> **Exercise description**
Put only the records from the line with "Query: brown leaves" through the end of the records into a two-column CSV headed input and output. Give one row per item, with its text in input and its answer in output, each field quoted and line breaks turned into spaces.

(Extracted data records)

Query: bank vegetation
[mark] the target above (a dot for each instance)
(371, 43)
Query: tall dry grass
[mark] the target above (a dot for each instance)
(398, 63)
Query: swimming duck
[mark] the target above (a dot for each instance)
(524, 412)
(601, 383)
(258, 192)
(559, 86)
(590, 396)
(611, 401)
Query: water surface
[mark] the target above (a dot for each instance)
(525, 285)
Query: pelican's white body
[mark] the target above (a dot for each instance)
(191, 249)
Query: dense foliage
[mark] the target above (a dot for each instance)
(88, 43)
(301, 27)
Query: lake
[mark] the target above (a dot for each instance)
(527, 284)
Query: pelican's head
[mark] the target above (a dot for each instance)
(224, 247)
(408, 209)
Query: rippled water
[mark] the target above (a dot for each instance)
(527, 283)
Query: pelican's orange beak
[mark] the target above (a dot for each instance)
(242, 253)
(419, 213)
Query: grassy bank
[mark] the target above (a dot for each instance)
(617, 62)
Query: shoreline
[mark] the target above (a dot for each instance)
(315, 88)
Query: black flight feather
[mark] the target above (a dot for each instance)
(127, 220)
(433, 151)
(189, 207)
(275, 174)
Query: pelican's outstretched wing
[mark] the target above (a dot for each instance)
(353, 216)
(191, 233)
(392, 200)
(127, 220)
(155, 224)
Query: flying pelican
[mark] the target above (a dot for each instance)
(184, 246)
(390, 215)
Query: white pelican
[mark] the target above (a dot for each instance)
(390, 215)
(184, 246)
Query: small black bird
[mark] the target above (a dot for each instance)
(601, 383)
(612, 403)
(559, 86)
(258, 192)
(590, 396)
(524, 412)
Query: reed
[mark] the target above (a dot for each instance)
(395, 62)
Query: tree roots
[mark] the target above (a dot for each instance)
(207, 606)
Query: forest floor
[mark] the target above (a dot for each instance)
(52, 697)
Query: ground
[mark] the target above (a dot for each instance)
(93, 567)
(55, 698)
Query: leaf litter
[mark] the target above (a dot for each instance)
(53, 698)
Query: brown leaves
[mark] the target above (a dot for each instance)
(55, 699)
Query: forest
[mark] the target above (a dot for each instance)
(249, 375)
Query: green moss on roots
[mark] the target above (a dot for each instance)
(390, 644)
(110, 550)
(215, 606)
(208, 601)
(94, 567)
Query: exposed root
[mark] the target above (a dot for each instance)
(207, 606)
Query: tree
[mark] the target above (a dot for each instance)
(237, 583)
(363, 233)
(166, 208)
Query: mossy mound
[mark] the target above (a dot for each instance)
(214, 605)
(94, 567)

> **Full output**
input,output
"Query: brown leaves [mark] the target above (a dot for each instance)","(55, 699)"
"Query: forest [mark] the target above (a dot for each instance)","(249, 375)"
"Query: green moss on roots [mark] the target above (a dot for each instance)","(390, 644) (110, 550) (215, 606) (208, 601) (94, 567)"
"Query: exposed root [mark] the target above (a dot for each instance)","(207, 606)"
"Query: tree [mark] the target above (a dot for each instance)","(237, 583) (363, 233) (166, 208)"
"Query: mossy mound [mark] the target above (a dot for each instance)","(214, 605) (94, 567)"